YOUR TASKS:
a - Reproduce the passage of the opinion piece on the Sutherland Springs shooting below that falls between "I like Kathie, while" and "Willeford saved lives.", inclusive.
b - Continue the opinion piece on the Sutherland Springs shooting below from the point where it stops.

== EXCERPTED PASSAGE ==

Stephen Willeford stopped Devin Patrick Kelley’s shooting spree in Texas.

After Sunday’s tragic shooting at the First Baptist Church in Sutherland Springs, TX, that left 26 dead and 20 wounded, Kathie Obradovich with The Des Moines Register wrote: “‘Good guys with guns’ rhetoric doesn’t save lives, it sells guns.”

I like Kathie, while I don’t always agree with her, I think she is fair. However, I was disappointed to read her opinion comparing ‘good guys with guns saves lives’ rhetoric to an advertising campaign.

I want to counter some of the claims she made in her piece.

1. Stephen Willeford saved lives.

Obradovich directs her comments at President Donald Trump’s statement that, “If he didn’t have a gun, instead of having 26 dead, you would have had hundreds more dead.”

Obradovich wrote, “First of all, there’s no evidence that the church gunman would have killed ‘hundreds more,’ as Trump claimed, if he hadn’t been wounded by the armed neighbor.  What we know is that the civilian intervention helped to halt the criminal’s escape. That’s certainly commendable, but it’s far short of preventing a senseless tragedy.”

I agree with this. There is not any evidence hundreds more would be saved because we do not have a clue what Kelley’s plans were after he was done at the church. There is no evidence that he would not have targeted anyone else either.

===
== DATA LINES ==

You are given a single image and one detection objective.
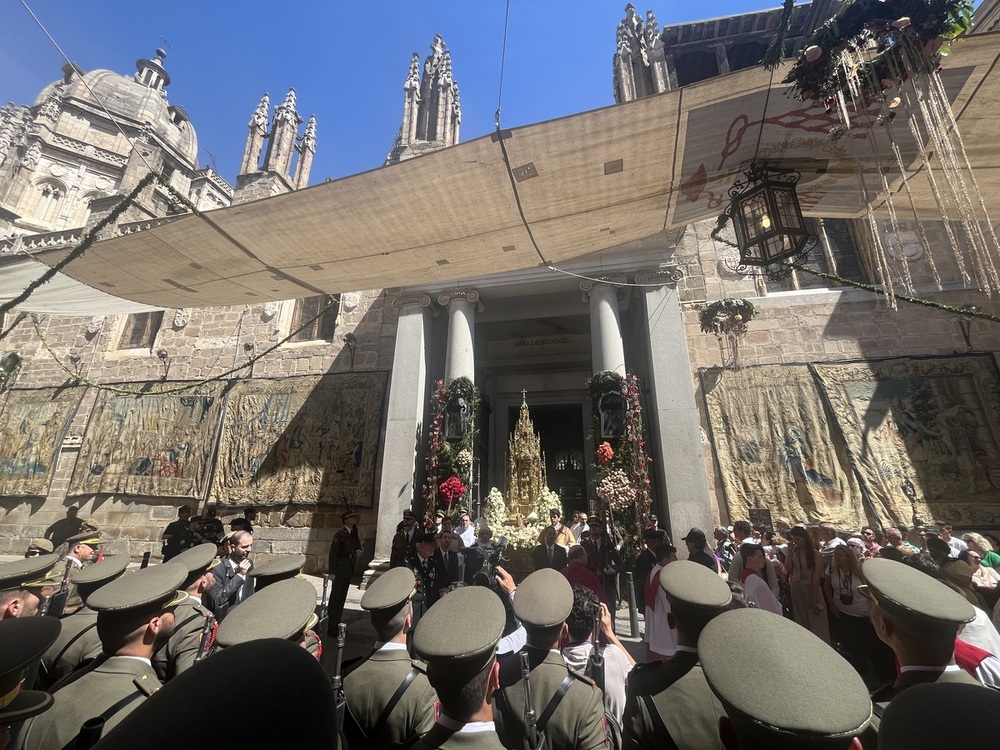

===

THE RESULTS:
a -
I like Kathie, while I don’t always agree with her, I think she is fair. However, I was disappointed to read her opinion comparing ‘good guys with guns saves lives’ rhetoric to an advertising campaign.

I want to counter some of the claims she made in her piece.

1. Stephen Willeford saved lives.

b -
What I do know about the mass shooting in Sutherland Springs is that Willeford’s actions saved the lives of those who were wounded. His actions prevented Kelley from staying long enough to make sure everyone in that church was dead.

David Brown, son of Farida Brown, 73, who was one of the survivors of the shooting told CBS affiliate KENS-TV, his mom is alive today because of the actions of Stephen Willeford:

“Service was going as usual and next thing you know, they hear gunshots coming in from the outside windows,” David described. “Then the shooting comes in the back door. She’s on the very back pew, got a lady to her left, Sunday school teacher’s to her right. He yells, ‘Get on the floor!’

“Through what she’s told me, she only saw the guy’s boots walking around everywhere and hear him go row to row shooting people that were down on the ground for safety and cover. I just can’t imagine.”

He says that Farida watch the woman next to her die.

“The shooter was making his rounds and he ended up there and started shooting this lady multiple times. And the lady looked at my mom the whole time and my mom was looking at her, telling her, ‘it’s okay, you’re going to go to heaven,’” David said. “She knew it was her turn next to be shot and so she just started praying that God would take her soul to heaven.”

But then a miracle happened in the midst of the madness.

“Somebody with a gun was at the door, so he turned his focus off of her and went to deal with the guy with the gun at the door,” David said.

Rosanne Solis, another survivor, told San Antonio’s television station KSAT that Kelley cried out, “Everybody die!”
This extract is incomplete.